### Extract provided
__________

Is your progress on schedule or behind? If you are behind, what actions will be taken to catch up to the project schedule?
I am just about on schedule. This is an ongoing learning progress but being able to sing live or play live and have a pitch value output is promising.
What deliverables do you hope to complete in the next week?
I hope to refine and create a more robust output that takes the average pitch over a short duration to create a pitch event list that is more parseable for the timing algorithm.
Ben’s Status Report for 10/5
This week, my focus was attempting to set up a connection between my existing audio interface (Scarlett Solo) and a python script that could process the input. I found three Python libraries to support this.
Firstly, PyAudio which is one possible route for input/output for our system. It can read existing sound files (like .wav) which is useful since we are starting by piping in recordings instead of live audio at first. It also has basic streaming capabilities for a possible shift to live audio input.
A second option I researched for I/O is SoundDevice. Similar to PyAudio it can parse an existing music file and/or stream in real-time audio. It works in conjunction with numpy and has existing starting templates for various projects found here.
Aubio is a library with pitch onset, duration, and separation routines; Audio filtering, FFT, and even beat detection. All of these features are essential components to our sound processing workflow.
Using templates from these libraries I made a basic, untested python script as a starting point.
In terms of scheduling, I am slightly behind as I expected to be working on the filtering component starting this week. I have realized that the event list generation can and should happen first as it goes hand in hand with the audio path creation. As such the scheduling has been changed to start that this upcoming week with filtering being pushed back until week ten as ensuring a working pipe for MVP needs higher priority.
By the end of next week I hope to have a python script that can take in an audio file and break it down into a tuple structure that contains (pitch, onset time, and a guess at duration). For my purposes I do not expect the generated list to be accurate, instead focussing on producing one to be tested in the first place. I’d also like to have a partial method of reading in input from a Scarlett audio interface. That is to say, a script that successfully transfers some data from the microphone into a buffer I can parse. I imagine that the live connection will take more time and may need to be shared over the next week as well, the schedule has been updated to reflect this (See group status update, Conversion Algorithm subsection).

__________

### Available data
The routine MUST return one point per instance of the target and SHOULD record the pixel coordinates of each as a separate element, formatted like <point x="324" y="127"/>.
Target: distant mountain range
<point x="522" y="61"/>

__________

### What you have to do
Quote the passage of the audio processing status report between "Firstly, PyAudio which" and "live audio input.", inclusive, keeping every word unchanged.

### Solution to this task
Firstly, PyAudio which is one possible route for input/output for our system. It can read existing sound files (like .wav) which is useful since we are starting by piping in recordings instead of live audio at first. It also has basic streaming capabilities for a possible shift to live audio input.